++++ Selected text ++++

Most of us have been to funerals where the preacher assured everyone that the departed has gone to “a better place.” Many of us have also known deep down in our hearts that it is more likely that many of the poor departed have gone to Hell because of the evidence of their lives (Galatians 5:19-21). (I know that God alone is the judge [John 5:27], but the Bible also teaches that we will know men by their fruit [Matthew7:18-23].) No matter how much the preacher wants to comfort the grieving family, to provide false hope about the deceased's state of soul in the afterlife is inexcusable, especially when those preachers, by their inference that the fruitless dead have gone to Heaven anyway, provide a false hope to the fruitless living that they too will go to Heaven despite their unrepentant and sinful living.
But an equally false hope is often provided by thousands of preachers who view the mission of their ministry as soothing unrepentant sinners of the “assurance” of their salvation despite there being no evidential spiritual fruit that they have been “born again” (1 Corinthians 6:9-11; John 3:3,7). I clearly remember as a young preacher, how my elders taught me to point people to certain “pet” verses in the Bible (i.e., John 1:12) that will give them an assurance of salvation. Many Bibles that contain lists of Scriptures appropriate for different circumstances also contain a list of verses that will give the reader assurance of salvation. It seems every preacher has in his arsenal a bunch of sermons that will assure people that they are saved, when in fact they might not be. As Paul wrote to the Corinthians:
Examine yourselves, whether ye be in the faith; prove your own selves. Know ye not your own selves, how that Jesus Christ is in you, except ye be reprobates? But I trust that ye shall know that we are not reprobates. 2 Corinthians 13:3-6, KJV
The typical conversation with someone who is uncertain usually goes something like this:
- Enquirer: “I don’t feel I’m saved.”

++++ Stored data ++++

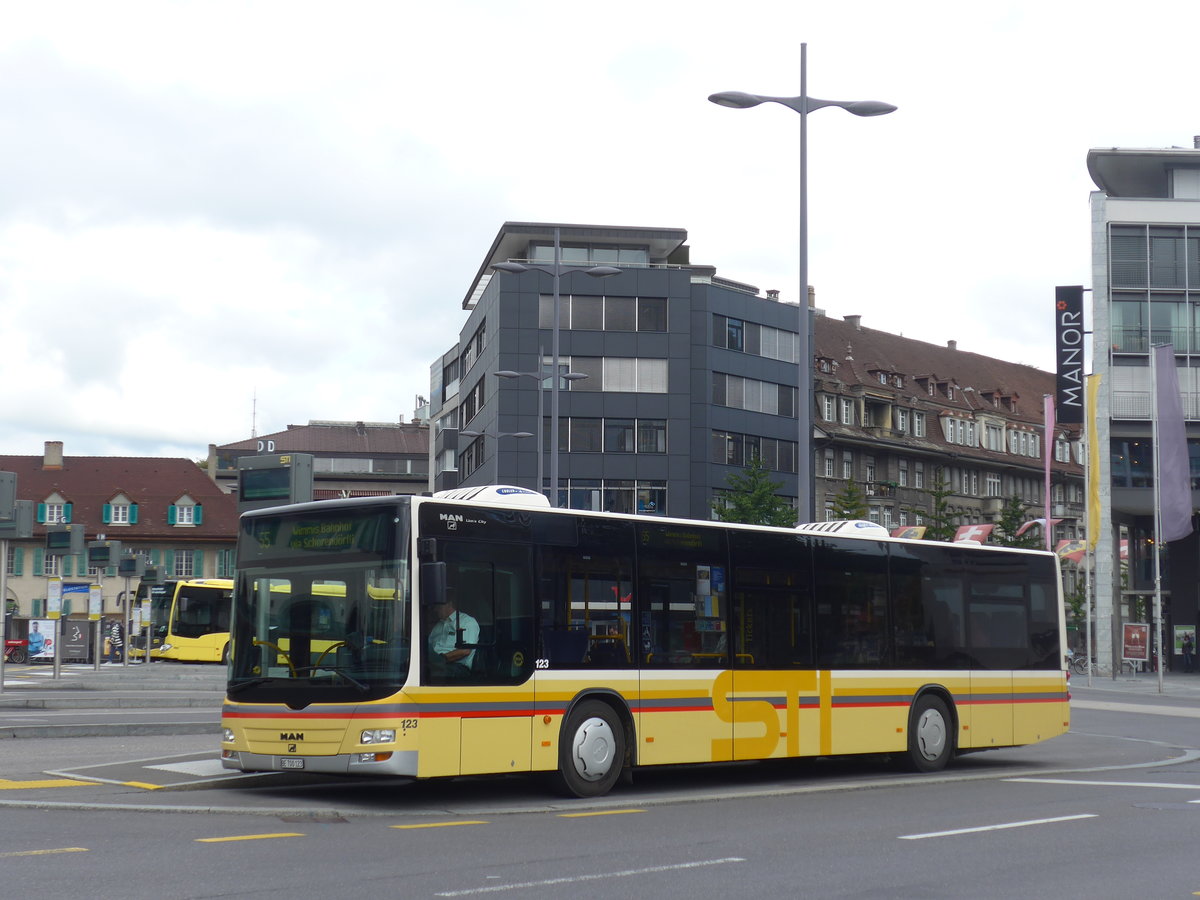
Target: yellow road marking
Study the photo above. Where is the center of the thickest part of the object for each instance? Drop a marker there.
(54, 783)
(250, 837)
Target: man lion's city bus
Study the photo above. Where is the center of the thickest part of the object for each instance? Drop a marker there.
(189, 621)
(589, 642)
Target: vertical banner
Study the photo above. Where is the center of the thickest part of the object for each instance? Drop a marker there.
(1173, 479)
(1093, 465)
(1068, 325)
(54, 597)
(1135, 642)
(1048, 454)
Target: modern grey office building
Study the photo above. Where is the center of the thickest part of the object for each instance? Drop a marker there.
(673, 355)
(1146, 292)
(690, 376)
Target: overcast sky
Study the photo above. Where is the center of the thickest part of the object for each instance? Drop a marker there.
(208, 203)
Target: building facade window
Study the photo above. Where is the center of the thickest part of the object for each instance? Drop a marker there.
(756, 340)
(621, 375)
(738, 393)
(582, 312)
(827, 407)
(733, 449)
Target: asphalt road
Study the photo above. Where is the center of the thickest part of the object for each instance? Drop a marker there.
(1108, 810)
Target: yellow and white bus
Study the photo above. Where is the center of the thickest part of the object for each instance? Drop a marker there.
(189, 621)
(592, 642)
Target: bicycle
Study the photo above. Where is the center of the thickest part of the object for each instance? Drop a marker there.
(16, 652)
(1081, 665)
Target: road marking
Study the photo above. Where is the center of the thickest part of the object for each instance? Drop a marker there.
(42, 852)
(52, 783)
(196, 767)
(995, 828)
(1145, 709)
(1104, 784)
(579, 879)
(249, 838)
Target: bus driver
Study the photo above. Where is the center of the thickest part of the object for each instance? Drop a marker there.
(447, 658)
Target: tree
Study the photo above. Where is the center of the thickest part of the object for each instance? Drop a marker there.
(751, 498)
(1011, 520)
(850, 503)
(940, 526)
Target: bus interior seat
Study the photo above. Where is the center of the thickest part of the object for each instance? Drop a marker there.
(567, 646)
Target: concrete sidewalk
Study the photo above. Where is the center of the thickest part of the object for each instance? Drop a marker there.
(160, 699)
(1179, 685)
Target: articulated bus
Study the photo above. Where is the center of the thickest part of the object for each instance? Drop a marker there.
(189, 621)
(585, 643)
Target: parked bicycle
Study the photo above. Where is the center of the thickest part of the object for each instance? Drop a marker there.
(1081, 665)
(16, 652)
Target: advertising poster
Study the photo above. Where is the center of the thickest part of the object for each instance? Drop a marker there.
(1135, 643)
(41, 639)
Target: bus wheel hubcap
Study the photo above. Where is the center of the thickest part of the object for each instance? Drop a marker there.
(931, 735)
(593, 750)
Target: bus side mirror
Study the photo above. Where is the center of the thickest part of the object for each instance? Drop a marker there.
(433, 583)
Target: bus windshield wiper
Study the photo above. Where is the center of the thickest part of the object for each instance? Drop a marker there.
(247, 683)
(337, 670)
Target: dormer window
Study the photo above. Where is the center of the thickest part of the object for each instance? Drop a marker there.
(185, 511)
(120, 511)
(54, 510)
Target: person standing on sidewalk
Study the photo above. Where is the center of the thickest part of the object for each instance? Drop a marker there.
(115, 641)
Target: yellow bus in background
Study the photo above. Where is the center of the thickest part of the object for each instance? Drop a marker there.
(588, 643)
(189, 621)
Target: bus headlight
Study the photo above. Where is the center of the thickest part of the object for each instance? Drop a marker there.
(378, 736)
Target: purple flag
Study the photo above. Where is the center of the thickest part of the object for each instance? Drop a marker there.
(1174, 480)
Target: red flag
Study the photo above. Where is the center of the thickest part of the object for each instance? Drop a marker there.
(972, 533)
(1032, 522)
(1071, 550)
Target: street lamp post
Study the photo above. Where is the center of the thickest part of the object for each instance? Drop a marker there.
(473, 433)
(597, 271)
(803, 105)
(540, 377)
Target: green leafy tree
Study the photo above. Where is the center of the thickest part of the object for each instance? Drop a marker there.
(751, 498)
(1011, 520)
(850, 502)
(939, 523)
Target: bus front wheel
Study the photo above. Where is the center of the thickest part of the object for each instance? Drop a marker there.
(592, 750)
(930, 735)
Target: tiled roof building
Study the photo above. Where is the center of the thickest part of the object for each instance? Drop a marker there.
(349, 459)
(167, 510)
(893, 413)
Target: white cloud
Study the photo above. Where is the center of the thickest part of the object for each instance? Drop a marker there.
(205, 203)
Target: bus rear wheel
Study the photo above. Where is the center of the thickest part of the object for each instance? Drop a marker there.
(930, 735)
(591, 750)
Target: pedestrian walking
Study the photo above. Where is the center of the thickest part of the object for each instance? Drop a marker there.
(115, 641)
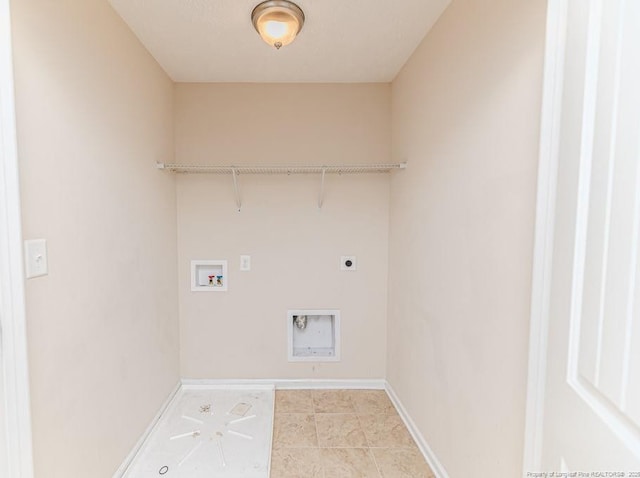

++++

*Task instructions*
[a] Duplicate the rows from their start through the line holding "(1048, 454)", inclusive, and leave the pictures out of your copy.
[b] Write the next part of the text on false assurance of salvation, picking up after its last line.
The text and the rows were taken from unrelated sources.

*Per-task outputs*
[a]
Target: yellow road marking
Study the photo above. Where is the center of the thickest part of the object for each instance? Drop a marker there.
(54, 783)
(250, 837)
Target: man lion's city bus
Study the photo above. Where is the center of the thickest part of the object for each instance? Drop a marker there.
(189, 621)
(589, 642)
Target: vertical banner
Study the photo above. Where is the center of the thickest part of the object for each instance? Drop a marker there.
(1173, 479)
(1093, 465)
(1068, 325)
(54, 597)
(1135, 642)
(1048, 454)

[b]
- Counselor: “We don’t go by feelings but by faith. Did you ask Jesus into your heart / pray the sinner’s prayer / respond to the appeal?”
- Enquirer: “Yes.”
- Counselor: “Then you are most certainly born-again – just believe it and quote John 1:12.” (“But as many as received him, to them gave he power to become the sons of God, even to them that believe on his name.”)
I’m sure this conversation takes place many times a day in various locations in the world. But is this the truth?
No, it can be a false hope. How can anyone assure someone that they are saved when the sinner continues in his sin? As the Apostle John wrote:
No one who is born of God practices sin, because His seed abides in him; and he cannot sin, because he is born of God. By this the children of God and the children of the devil are obvious: anyone who does not practice righteousness is not of God . . .
1 John 3:9-10a, NASB
1 John 3:9-10a, NASB
In light of John’s statement, is it our responsibility like a priest to make people feel comfortable and secure in their salvation despite their “un-Christian” lifestyle, or is it to try and snatch souls from the flames (Jude 1:23) by ministering to them the Gospel of the grace of God which is His power unto salvation? (See Romans 1:16-17; 1 Corinthians 15:3-4.)
I know these are strong words, and some may well take offense because of them. But are we interested in the truth, or what has become an Evangelical tradition? The truth is that many of the criteria that counselors use to judge whether an individual is born again or not, are thoroughly unbiblical and false.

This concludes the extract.